• _STATED EXERCISE 1_
Please duplicate every record that follows the text, line for line, omitting the pictures.

• _SOURCE DOCUMENT_
# Disposal of a Bible



## ClayPot (Aug 28, 2010)

Is there a proper way to dispose of a Bible? We have a Bible that's probably getting close to the end of it's life, and I'm not sure what to do with it.

It seems wrong to throw it away since it is the Word of God, but on the other hand, it's a combination of paper, ink, and a little cardboard, so it seems idolatrous (in the sense of worshipping a book) to worry about throwing it away. On the other hand again, it seems that you would dispose of something you greatly value in way that shows that you value this thing.

Obviously, I'm a little confused. What are your thoughts?


----------



## Scott1 (Aug 28, 2010)

1) Look at having it re-bound so you can continue using it

2) Give it to someone in need.

3) After due diligence there, ask one of the Bible distribution organizations, e.g. The Gideons- they have standard procedures for re-binding or repairing for re-circulation of the many Bibles they place.


----------



## rbcbob (Aug 28, 2010)

jpfrench81 said:


> Is there a proper way to dispose of a Bible? We have a Bible that's probably getting close to the end of it's life, and I'm not sure what to do with it.
> 
> It seems wrong to throw it away since *it* is the Word of God, but on the other hand, it's a combination of paper, ink, and a little cardboard, so it seems idolatrous (in the sense of worshipping a book) to worry about throwing it away. On the other hand again, it seems that you would dispose of something you greatly value in way that shows that you value this thing.
> 
> Obviously, I'm a little confused. What are your thoughts?



"IT", i.e. your worn out English translation, is not the Word of God. The Word of God is eternal and cannot be destroyed. Less than 6,000 Greek MSS survive today and any number of them could (alas) perish tomorrow. But the Word of God endures forever. Your modern and relatively faithful translation of the Word of God served you well but it must go the way of all the earth eventually.


----------



## AThornquist (Aug 28, 2010)

• _STATED EXERCISE 2_
For each statement, answer yes or no on whether it agrees with the thread on disposing of a Bible, and quote the deciding words. (a) Scott1 proposes getting the Bible re-bound. (b) rbcbob states that fewer than 6,000 Greek MSS survive today. (c) rbcbob calls the worn-out English translation the Word of God.

• _ENTRIES PROVIDED_
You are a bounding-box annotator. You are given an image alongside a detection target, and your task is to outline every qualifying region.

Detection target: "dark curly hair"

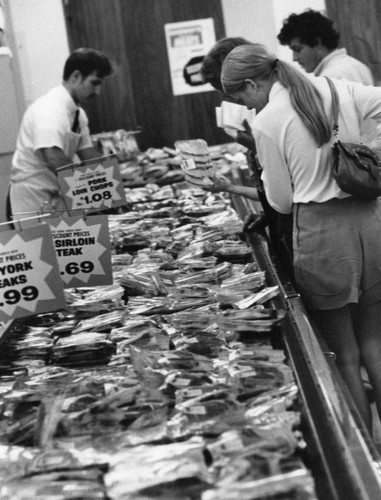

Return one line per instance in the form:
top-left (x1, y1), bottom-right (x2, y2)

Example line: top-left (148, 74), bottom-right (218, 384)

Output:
top-left (63, 48), bottom-right (113, 81)
top-left (201, 36), bottom-right (250, 91)
top-left (278, 9), bottom-right (340, 50)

• _CORRECT ANSWER 1_
You are a bounding-box annotator. You are given an image alongside a detection target, and your task is to outline every qualifying region.

Detection target: "dark curly hair"


Return one line per instance in the form:
top-left (x1, y1), bottom-right (x2, y2)

Example line: top-left (148, 74), bottom-right (218, 384)

Output:
top-left (63, 48), bottom-right (113, 81)
top-left (201, 36), bottom-right (250, 91)
top-left (278, 9), bottom-right (340, 50)

• _CORRECT ANSWER 2_
(a) Yes: "Look at having it re-bound so you can continue using it"
(b) Yes: "Less than 6,000 Greek MSS survive today"
(c) No: "your worn out English translation, is not the Word of God"